- [Goal]
Reproduce the data below, switching "field scouting" to "site survey" wherever it occurs and changing nothing else.

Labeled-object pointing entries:
######

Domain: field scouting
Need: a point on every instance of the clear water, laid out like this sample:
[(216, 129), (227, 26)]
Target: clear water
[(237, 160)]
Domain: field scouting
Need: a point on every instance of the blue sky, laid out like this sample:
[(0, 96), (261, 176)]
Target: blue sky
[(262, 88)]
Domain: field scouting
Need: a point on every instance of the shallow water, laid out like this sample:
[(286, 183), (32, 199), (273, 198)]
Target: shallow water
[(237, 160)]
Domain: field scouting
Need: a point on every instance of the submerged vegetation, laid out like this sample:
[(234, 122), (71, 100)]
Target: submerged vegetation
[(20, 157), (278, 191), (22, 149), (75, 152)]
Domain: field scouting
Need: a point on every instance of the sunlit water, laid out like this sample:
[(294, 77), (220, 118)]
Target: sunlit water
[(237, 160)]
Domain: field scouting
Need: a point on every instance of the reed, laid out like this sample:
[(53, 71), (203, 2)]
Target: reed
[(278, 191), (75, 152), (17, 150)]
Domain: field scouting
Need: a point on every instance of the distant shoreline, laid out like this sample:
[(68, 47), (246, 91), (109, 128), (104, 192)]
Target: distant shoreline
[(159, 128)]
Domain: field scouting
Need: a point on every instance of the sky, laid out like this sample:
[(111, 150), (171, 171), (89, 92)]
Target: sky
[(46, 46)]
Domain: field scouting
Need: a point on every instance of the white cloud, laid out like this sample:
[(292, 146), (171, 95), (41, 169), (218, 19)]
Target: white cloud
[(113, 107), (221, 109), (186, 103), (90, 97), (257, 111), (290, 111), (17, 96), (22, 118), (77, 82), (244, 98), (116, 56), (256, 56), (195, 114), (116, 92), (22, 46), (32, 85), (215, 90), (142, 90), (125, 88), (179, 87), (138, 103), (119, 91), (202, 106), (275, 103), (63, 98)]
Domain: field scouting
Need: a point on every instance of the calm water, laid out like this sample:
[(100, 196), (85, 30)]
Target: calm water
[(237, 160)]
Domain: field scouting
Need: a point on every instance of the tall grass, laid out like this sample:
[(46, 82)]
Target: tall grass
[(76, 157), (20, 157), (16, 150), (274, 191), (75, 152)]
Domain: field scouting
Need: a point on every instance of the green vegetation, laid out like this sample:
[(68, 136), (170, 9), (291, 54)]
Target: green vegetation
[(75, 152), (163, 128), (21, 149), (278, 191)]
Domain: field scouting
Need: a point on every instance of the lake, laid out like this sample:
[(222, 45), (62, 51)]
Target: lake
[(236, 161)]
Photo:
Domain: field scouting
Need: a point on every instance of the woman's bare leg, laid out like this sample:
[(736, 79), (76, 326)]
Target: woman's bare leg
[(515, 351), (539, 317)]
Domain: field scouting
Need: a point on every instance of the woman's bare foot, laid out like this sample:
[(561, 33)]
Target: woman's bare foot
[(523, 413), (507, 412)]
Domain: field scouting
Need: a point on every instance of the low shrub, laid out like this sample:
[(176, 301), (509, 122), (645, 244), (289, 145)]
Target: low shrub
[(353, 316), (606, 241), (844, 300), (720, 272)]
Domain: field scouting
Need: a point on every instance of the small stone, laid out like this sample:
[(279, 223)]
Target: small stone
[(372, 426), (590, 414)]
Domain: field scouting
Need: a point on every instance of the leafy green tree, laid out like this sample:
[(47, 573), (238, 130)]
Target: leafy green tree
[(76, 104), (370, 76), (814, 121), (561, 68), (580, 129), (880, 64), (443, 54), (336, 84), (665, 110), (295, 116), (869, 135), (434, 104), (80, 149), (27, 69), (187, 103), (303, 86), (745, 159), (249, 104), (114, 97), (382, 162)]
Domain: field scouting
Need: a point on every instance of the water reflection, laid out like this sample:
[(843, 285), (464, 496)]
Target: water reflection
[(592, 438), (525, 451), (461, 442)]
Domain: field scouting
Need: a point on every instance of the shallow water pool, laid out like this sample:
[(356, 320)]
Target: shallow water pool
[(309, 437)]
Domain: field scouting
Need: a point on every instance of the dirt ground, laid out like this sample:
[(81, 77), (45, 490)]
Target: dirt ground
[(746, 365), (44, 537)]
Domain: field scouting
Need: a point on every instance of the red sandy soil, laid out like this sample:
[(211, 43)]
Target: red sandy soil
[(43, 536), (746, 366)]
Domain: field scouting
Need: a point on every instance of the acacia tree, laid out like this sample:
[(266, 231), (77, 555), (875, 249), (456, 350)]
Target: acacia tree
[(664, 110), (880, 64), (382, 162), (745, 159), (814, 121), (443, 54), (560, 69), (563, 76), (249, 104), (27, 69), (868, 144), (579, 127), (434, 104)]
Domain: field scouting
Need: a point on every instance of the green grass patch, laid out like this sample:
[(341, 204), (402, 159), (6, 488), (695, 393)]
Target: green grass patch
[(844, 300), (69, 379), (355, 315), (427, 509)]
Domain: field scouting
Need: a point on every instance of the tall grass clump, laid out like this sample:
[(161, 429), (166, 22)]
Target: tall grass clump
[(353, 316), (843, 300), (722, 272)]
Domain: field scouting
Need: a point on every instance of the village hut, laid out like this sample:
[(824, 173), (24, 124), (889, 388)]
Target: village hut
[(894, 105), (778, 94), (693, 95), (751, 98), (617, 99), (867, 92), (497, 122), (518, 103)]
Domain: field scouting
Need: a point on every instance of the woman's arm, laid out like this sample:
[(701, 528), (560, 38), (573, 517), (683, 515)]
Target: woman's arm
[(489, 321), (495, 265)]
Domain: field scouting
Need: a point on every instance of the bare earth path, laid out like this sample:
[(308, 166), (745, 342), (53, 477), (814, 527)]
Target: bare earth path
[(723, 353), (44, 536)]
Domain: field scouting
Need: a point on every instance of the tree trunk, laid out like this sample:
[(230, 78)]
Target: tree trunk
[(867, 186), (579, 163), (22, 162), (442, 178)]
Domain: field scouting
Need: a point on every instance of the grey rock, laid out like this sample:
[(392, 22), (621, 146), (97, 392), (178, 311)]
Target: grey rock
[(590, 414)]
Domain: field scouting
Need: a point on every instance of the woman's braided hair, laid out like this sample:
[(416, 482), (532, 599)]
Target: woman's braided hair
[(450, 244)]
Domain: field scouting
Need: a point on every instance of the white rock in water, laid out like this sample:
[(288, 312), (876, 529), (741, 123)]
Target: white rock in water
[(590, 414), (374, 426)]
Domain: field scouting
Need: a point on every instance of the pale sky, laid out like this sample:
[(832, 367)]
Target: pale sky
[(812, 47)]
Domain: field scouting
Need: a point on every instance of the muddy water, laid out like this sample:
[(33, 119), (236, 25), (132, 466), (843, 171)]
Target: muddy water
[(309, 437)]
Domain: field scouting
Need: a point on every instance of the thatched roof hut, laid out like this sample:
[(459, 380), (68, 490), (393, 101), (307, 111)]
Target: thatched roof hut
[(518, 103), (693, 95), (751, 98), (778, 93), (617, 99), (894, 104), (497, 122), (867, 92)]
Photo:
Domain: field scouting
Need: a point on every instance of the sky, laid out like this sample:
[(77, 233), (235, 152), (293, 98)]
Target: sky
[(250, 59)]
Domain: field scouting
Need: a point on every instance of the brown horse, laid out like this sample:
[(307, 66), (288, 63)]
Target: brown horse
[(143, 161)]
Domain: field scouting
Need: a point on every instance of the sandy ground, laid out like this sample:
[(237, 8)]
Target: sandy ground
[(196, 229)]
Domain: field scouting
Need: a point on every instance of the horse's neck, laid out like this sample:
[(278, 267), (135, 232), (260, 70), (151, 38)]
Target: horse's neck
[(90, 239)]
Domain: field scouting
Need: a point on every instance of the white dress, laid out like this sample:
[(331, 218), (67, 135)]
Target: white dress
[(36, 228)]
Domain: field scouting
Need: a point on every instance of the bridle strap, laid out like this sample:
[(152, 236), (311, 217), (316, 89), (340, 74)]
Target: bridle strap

######

- [Solution below]
Domain: site survey
Need: a point on every instance of the clear water, laid out like this sample:
[(216, 129), (227, 26)]
Target: clear water
[(237, 160)]
Domain: site survey
Need: a point on every instance of the blue sky, laid out like this sample:
[(0, 96), (261, 176)]
Target: blue sky
[(262, 88)]
Domain: site survey
Need: a point on every instance of the shallow water, laid out like this sample:
[(286, 183), (32, 199), (273, 198)]
Target: shallow water
[(237, 160)]
Domain: site survey
Need: a point on every instance of the submerged vegetation, laid out like this sample:
[(234, 122), (71, 100)]
Target: submerged vegetation
[(20, 157), (278, 191), (22, 149), (75, 152)]
Domain: site survey
Need: a point on every instance of the sunlit water, laid out like this sample:
[(294, 77), (220, 118)]
Target: sunlit water
[(237, 160)]
Domain: site survey
Need: a point on every instance of the reed, laid out like this sample:
[(53, 71), (203, 2)]
Target: reed
[(278, 191), (75, 152), (17, 150)]
Domain: site survey
Need: a point on every instance of the distant shoreline, laid out like this sample:
[(68, 47), (246, 91), (109, 128), (104, 192)]
Target: distant shoreline
[(159, 128)]
Domain: site survey
Need: a point on every instance of the sky, laid out like this sample:
[(111, 150), (171, 171), (89, 92)]
Target: sky
[(46, 46)]
Domain: site survey
Need: a point on every instance of the white cloud, laid out like this sample:
[(292, 146), (171, 95), (41, 169), (218, 19)]
Target: white cloud
[(113, 107), (221, 109), (186, 103), (90, 97), (257, 111), (290, 111), (17, 96), (22, 118), (77, 82), (244, 98), (116, 56), (256, 56), (195, 114), (116, 92), (22, 46), (32, 85), (215, 90), (142, 90), (125, 88), (179, 87), (138, 103), (119, 91), (202, 106), (275, 103), (63, 98)]
Domain: site survey
Need: a point on every instance of the calm water, laid out like this sample:
[(100, 196), (85, 30)]
Target: calm water
[(237, 160)]
Domain: site survey
Need: a point on every instance of the tall grass, laid out like this sample:
[(46, 82)]
Target: tall grass
[(76, 157), (20, 157), (16, 150), (274, 191), (75, 152)]
Domain: site survey
Need: a point on every instance of the green vegetation, laid out like this sample:
[(68, 136), (170, 9), (291, 54)]
Target: green vegetation
[(75, 152), (163, 128), (21, 149), (278, 191)]
Domain: site survey
Need: a point on every instance of the lake, laid out like this sample:
[(222, 45), (62, 51)]
Target: lake
[(236, 161)]
Photo:
Domain: site survey
Need: a point on every instance of the woman's bare leg, laid out like this sample:
[(736, 79), (76, 326)]
Target: woman's bare leg
[(515, 351), (539, 317)]
Domain: site survey
Need: a point on every instance of the woman's bare foot, laid out like this sample:
[(561, 33)]
Target: woman's bare foot
[(523, 413), (507, 412)]
Domain: site survey
Need: a point on every instance of the low shrub, laid out like this sample:
[(176, 301), (509, 122), (645, 244), (289, 145)]
Target: low shrub
[(353, 316), (606, 241), (844, 300), (720, 272)]
Domain: site survey
Need: a point on every instance of the small stone, laid out like this sample:
[(279, 223)]
Target: small stone
[(372, 426), (590, 414)]
Domain: site survey
Need: a point on every instance of the leafy green tree, laid out like this sample:
[(47, 573), (238, 130)]
Target: leafy green tree
[(76, 104), (370, 76), (814, 121), (561, 68), (580, 129), (880, 64), (443, 54), (336, 84), (665, 110), (295, 116), (869, 135), (434, 104), (80, 149), (27, 69), (187, 103), (303, 86), (745, 159), (249, 104), (114, 97), (382, 162)]
Domain: site survey
Need: a point on every instance of the water reflection, laid out like this sample:
[(843, 285), (464, 496)]
Target: water reflection
[(592, 438), (525, 451), (461, 442)]
Domain: site survey
Need: a point on every instance of the shallow water pool, laid out like this sample:
[(356, 320)]
Target: shallow water pool
[(309, 437)]
Domain: site survey
Need: a point on every instance of the dirt ground, laid out like this sample:
[(81, 77), (45, 490)]
Target: dirt ground
[(746, 365), (44, 537)]
Domain: site survey
Need: a point on every instance of the red sandy soil, laid out like this sample:
[(211, 43)]
Target: red sandy soil
[(43, 536), (746, 366)]
Domain: site survey
Need: a point on every instance of the acacia tree, laid out like this sample:
[(266, 231), (77, 555), (875, 249), (456, 350)]
Target: acacia tree
[(664, 110), (880, 64), (382, 162), (745, 159), (814, 121), (443, 54), (560, 69), (563, 76), (249, 104), (27, 69), (868, 144), (579, 127), (434, 104)]
Domain: site survey
Need: a point on every instance of the green grass patch, laid out like this sample:
[(341, 204), (402, 159), (6, 488), (695, 393)]
Target: green grass patch
[(844, 300), (69, 379), (355, 315), (427, 509)]
Domain: site survey
Need: a point on every instance of the tall grass clump, laid out like this sample:
[(161, 429), (166, 22)]
Target: tall grass clump
[(353, 316), (843, 300), (722, 272)]
Domain: site survey
Need: a point on every instance of the village hut, laid out like this sample:
[(824, 173), (24, 124), (889, 388)]
Target: village hut
[(894, 105), (778, 94), (693, 95), (751, 98), (617, 99), (867, 92), (497, 122), (518, 103)]
Domain: site survey
Need: a point on every instance of the woman's arm, laid out like this sample:
[(701, 528), (560, 38), (573, 517), (683, 515)]
Target: woman's arm
[(489, 321), (495, 265)]
Domain: site survey
Need: a point on every instance of the bare earth path, laid out like this sample:
[(308, 166), (745, 342), (53, 477), (814, 527)]
Target: bare earth path
[(723, 353), (44, 536)]
Domain: site survey
Need: a point on every instance of the tree trunk, laid out like this sample:
[(230, 78)]
Target: tree trunk
[(867, 186), (579, 163), (22, 162), (442, 178)]
Domain: site survey
Need: a point on every instance of the grey rock, laid out like this sample:
[(392, 22), (621, 146), (97, 392), (178, 311)]
Target: grey rock
[(590, 414)]
Domain: site survey
Need: a point on every instance of the woman's braided hair, laid out like this sample:
[(416, 482), (532, 599)]
Target: woman's braided hair
[(450, 244)]
Domain: site survey
Need: a point on every instance of the white rock in water, laid out like this sample:
[(288, 312), (876, 529), (741, 123)]
Target: white rock in water
[(590, 414), (374, 426)]
Domain: site survey
Need: a point on every instance of the pale sky, laid out like this sample:
[(832, 367)]
Target: pale sky
[(812, 47)]
Domain: site survey
Need: a point on every instance of the muddy water, laid out like this sample:
[(33, 119), (236, 25), (132, 466), (843, 171)]
Target: muddy water
[(309, 437)]
Domain: site survey
Need: a point on every instance of the thatched roof hut, laid out like this sample:
[(459, 380), (68, 490), (393, 101), (307, 111)]
Target: thatched roof hut
[(518, 103), (693, 95), (751, 98), (778, 93), (617, 99), (894, 104), (497, 122), (867, 92)]
Photo:
Domain: site survey
Need: a point on every instance of the sky, laid out like this sample:
[(77, 233), (235, 152), (293, 98)]
Target: sky
[(250, 59)]
Domain: site survey
Need: a point on every instance of the brown horse, laid out like this sample:
[(307, 66), (288, 63)]
Target: brown horse
[(143, 161)]
Domain: site survey
Need: a point on every instance of the sandy ground, laid out like this sample:
[(237, 8)]
Target: sandy ground
[(196, 229)]
Domain: site survey
Need: a point on every instance of the horse's neck, laid out like this sample:
[(278, 267), (135, 232), (260, 70), (151, 38)]
Target: horse's neck
[(90, 239)]
Domain: site survey
Need: a point on every instance of the white dress, laid out like this sample:
[(331, 218), (67, 135)]
Target: white dress
[(36, 228)]
Domain: site survey
Need: a point on every instance of the bridle strap, laid out like this sample:
[(152, 236), (311, 217), (316, 89), (340, 74)]
Target: bridle strap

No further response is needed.